**THE PROBLEM**
Would you retype exactly the lines below, starting with the one that has "Each instance of the conference" and going on through the one that has "Each instance of the sandy", with no pictures and nothing else?

**INPUT DATA**
:::
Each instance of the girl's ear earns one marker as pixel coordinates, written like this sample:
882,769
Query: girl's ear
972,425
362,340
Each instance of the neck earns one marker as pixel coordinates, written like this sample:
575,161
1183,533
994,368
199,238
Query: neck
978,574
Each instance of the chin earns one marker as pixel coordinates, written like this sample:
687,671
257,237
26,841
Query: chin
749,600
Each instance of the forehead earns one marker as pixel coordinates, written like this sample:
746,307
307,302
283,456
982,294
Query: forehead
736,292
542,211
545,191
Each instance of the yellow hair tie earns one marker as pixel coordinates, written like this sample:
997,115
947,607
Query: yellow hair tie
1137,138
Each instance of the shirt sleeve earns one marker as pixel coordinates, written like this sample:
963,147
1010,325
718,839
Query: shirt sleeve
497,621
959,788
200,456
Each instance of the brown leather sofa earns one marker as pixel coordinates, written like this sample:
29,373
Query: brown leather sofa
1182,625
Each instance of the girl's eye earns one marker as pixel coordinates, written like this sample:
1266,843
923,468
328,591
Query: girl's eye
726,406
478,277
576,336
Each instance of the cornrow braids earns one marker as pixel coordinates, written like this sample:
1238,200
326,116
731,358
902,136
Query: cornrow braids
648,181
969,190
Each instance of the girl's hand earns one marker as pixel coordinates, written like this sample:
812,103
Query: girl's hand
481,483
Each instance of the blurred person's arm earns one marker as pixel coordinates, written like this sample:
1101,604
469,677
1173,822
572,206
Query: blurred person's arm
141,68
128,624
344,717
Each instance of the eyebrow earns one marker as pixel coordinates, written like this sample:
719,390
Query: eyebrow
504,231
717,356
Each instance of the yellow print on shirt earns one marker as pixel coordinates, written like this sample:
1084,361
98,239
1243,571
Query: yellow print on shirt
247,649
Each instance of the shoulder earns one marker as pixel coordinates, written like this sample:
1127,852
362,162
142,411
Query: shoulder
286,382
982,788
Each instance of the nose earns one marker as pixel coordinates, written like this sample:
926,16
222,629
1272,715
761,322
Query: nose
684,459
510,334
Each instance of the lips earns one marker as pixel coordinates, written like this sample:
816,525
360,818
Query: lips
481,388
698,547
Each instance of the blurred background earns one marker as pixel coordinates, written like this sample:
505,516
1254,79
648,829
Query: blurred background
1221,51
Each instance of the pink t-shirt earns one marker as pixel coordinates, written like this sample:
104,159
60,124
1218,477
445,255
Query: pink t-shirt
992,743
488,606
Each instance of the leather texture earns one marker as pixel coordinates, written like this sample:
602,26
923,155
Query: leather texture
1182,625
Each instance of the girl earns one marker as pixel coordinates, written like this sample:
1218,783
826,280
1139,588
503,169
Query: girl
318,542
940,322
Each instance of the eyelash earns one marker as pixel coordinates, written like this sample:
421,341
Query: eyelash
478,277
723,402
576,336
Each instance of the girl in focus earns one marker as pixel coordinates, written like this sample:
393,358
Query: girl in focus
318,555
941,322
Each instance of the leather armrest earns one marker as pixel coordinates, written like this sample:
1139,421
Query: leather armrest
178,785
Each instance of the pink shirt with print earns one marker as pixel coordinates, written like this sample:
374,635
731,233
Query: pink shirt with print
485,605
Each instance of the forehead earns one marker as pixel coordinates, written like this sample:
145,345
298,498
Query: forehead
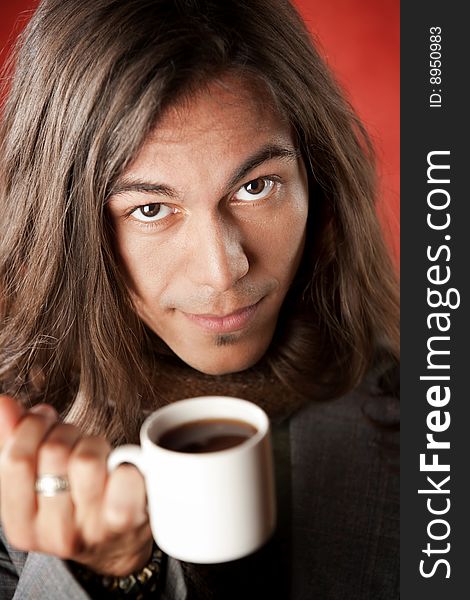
232,113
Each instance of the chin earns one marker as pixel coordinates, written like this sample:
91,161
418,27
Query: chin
227,360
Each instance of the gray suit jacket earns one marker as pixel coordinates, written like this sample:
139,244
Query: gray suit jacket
338,530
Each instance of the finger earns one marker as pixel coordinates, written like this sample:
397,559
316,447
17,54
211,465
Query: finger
55,523
87,476
10,414
18,475
125,504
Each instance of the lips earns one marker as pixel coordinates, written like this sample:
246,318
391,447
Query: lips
227,323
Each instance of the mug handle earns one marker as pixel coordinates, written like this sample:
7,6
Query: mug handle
129,453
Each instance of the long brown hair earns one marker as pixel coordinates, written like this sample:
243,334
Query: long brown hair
89,80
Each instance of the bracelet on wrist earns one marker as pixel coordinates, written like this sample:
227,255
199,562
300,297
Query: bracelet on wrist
135,586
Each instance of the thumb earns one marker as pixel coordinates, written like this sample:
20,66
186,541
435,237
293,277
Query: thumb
10,413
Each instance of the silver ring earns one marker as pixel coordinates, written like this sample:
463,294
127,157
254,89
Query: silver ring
51,485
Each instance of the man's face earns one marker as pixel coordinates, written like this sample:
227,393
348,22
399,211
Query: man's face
210,225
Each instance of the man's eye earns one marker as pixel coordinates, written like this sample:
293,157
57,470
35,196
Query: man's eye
256,189
151,212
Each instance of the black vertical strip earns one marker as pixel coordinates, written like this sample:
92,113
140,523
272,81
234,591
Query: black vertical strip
432,124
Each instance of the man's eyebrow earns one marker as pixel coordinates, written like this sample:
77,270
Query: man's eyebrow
264,154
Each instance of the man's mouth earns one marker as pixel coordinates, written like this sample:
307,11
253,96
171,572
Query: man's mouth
233,321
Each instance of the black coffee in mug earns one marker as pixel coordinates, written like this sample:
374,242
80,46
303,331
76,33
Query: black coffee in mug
206,435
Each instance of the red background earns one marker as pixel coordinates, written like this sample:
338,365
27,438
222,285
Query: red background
360,40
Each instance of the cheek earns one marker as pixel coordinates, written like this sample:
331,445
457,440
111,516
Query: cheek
144,274
282,239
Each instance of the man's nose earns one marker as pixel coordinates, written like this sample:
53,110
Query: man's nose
217,258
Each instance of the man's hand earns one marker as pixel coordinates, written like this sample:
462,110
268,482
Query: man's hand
101,522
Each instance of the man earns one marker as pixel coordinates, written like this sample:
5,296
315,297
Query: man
189,208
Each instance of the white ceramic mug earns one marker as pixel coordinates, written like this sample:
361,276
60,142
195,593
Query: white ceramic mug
206,507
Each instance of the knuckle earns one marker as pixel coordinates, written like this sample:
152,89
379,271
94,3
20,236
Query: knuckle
55,452
18,463
67,546
21,540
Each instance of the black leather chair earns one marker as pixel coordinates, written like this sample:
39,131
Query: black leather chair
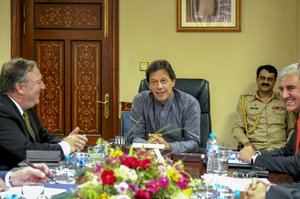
199,88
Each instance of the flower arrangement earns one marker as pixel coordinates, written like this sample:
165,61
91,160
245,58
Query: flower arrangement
136,175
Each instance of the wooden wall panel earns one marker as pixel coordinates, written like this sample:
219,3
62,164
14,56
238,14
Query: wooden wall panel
68,16
50,56
86,85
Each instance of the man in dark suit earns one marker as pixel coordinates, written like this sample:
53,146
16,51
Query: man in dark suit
26,175
20,128
259,190
286,159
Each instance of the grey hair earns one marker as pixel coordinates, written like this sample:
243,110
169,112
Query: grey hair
14,71
291,69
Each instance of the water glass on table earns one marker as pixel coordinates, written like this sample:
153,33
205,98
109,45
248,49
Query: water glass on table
224,156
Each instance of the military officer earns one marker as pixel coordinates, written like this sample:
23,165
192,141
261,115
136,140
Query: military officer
261,120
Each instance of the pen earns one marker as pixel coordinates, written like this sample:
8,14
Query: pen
31,165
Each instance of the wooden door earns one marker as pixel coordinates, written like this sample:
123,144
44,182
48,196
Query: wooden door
75,45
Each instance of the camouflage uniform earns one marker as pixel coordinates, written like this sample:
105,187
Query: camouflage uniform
274,127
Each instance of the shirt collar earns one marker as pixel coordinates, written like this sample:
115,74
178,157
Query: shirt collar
18,106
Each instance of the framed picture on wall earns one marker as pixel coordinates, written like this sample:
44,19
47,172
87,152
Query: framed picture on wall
208,15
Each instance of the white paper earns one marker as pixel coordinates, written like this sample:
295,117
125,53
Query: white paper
148,146
233,183
159,156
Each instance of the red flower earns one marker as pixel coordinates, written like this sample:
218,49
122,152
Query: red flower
131,162
153,186
108,177
142,194
145,164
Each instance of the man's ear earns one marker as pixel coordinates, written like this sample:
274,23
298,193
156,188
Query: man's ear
19,88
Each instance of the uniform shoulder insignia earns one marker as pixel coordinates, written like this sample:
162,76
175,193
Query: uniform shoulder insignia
249,95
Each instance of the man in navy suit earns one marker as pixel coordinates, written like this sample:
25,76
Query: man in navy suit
286,159
26,175
20,87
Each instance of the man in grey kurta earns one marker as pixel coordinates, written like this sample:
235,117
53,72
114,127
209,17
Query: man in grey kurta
167,108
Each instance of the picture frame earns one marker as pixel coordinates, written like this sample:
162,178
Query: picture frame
208,15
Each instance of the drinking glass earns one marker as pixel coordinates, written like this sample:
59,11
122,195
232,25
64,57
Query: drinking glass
239,174
224,156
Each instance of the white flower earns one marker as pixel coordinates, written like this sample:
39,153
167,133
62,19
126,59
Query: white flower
121,187
132,175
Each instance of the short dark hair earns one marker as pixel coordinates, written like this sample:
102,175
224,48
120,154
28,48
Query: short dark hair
158,65
269,68
14,71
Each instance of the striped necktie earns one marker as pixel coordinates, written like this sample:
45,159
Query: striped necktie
28,125
298,136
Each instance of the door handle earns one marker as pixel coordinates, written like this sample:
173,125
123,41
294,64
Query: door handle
106,105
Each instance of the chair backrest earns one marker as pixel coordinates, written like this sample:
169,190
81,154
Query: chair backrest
199,88
125,122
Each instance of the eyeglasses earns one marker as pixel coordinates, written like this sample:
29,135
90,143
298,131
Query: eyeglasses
155,83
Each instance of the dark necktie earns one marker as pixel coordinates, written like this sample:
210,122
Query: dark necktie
298,136
28,125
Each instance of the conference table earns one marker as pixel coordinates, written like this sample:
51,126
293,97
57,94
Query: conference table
195,167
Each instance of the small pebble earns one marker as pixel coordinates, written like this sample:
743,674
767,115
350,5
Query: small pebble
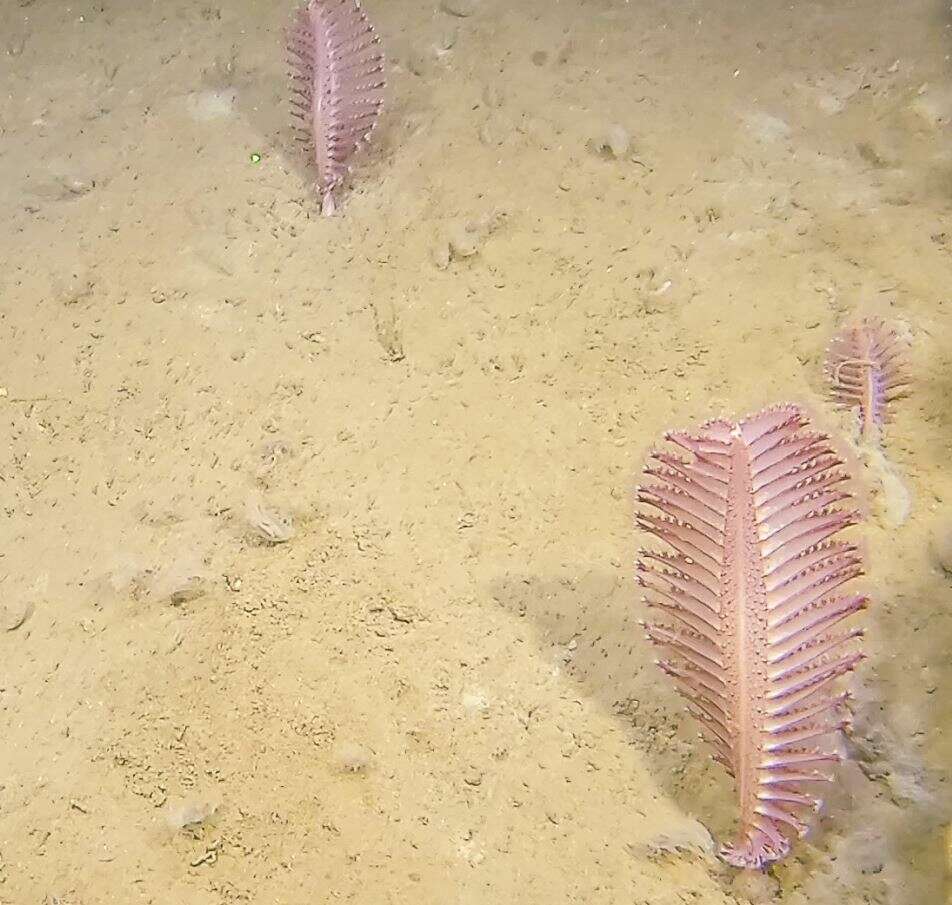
460,8
941,544
614,140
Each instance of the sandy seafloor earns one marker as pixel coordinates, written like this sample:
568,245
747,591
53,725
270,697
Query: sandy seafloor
435,690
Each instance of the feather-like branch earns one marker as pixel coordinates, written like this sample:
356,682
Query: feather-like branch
751,596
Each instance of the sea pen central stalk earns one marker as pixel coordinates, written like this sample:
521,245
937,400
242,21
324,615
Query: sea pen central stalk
745,604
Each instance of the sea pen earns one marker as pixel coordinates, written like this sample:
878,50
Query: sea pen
751,588
337,86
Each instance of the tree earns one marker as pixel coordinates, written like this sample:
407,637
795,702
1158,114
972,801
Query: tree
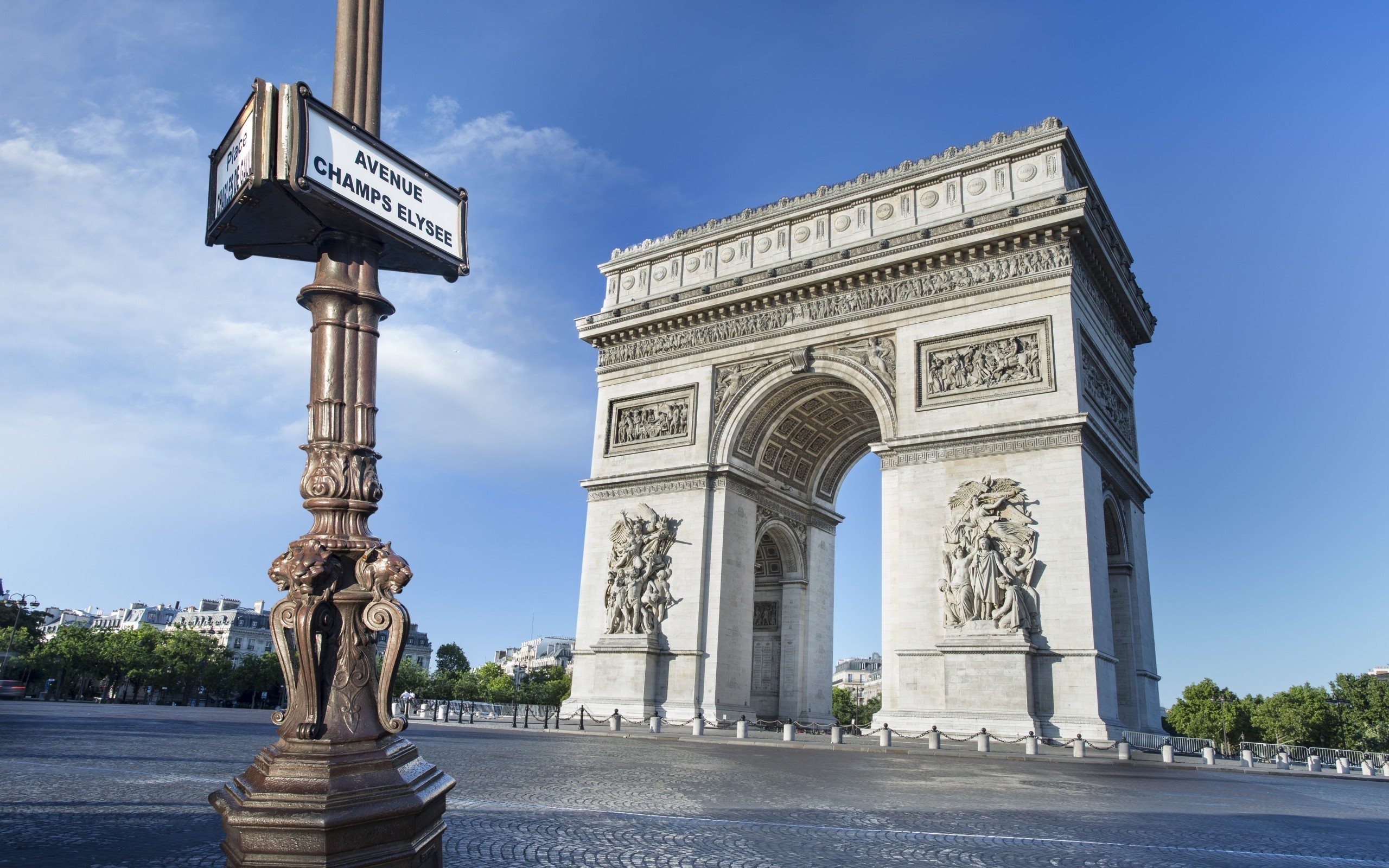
452,660
410,677
1209,712
545,686
257,674
848,712
188,660
1366,721
1301,714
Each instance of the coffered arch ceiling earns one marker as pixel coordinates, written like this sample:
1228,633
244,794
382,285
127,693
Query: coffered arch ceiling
807,435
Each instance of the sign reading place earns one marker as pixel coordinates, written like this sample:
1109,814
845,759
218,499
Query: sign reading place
291,169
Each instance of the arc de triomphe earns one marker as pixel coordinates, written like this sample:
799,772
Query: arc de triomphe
970,318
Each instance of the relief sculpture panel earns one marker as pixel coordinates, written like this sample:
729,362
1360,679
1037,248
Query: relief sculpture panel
1107,399
652,421
985,365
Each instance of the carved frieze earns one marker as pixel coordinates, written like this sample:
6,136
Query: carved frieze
766,614
638,593
985,365
1107,399
990,553
731,380
851,303
877,353
652,421
798,527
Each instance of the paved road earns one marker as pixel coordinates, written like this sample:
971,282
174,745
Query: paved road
106,787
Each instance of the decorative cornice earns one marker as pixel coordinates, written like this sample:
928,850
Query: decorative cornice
863,185
967,443
856,298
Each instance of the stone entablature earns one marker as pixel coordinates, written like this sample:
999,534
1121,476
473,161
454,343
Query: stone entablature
725,293
1005,169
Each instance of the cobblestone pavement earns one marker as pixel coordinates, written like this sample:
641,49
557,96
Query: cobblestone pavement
106,785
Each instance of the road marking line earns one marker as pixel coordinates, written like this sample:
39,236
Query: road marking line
1005,839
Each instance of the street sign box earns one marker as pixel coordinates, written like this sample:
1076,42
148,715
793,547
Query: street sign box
317,171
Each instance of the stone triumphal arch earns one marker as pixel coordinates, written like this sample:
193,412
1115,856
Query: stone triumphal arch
970,318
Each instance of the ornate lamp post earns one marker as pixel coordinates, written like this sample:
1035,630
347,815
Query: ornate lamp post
21,602
341,787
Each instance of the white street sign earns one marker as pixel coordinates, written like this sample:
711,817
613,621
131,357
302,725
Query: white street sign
391,191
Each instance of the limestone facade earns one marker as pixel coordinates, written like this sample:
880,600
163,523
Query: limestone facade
970,318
:::
**TASK OUTPUT**
Each instance of the conference table earns one marker as pixel coordinates, written like this sample:
51,126
293,97
57,94
Query: conference table
195,167
Each instance of the small pebble earns one marker as pixel coordinates, written like this sample:
743,674
767,115
350,5
Query: small pebble
460,8
941,544
614,140
Each instance of the sandy seafloor earns one marker as pixel coordinates, written like this sample:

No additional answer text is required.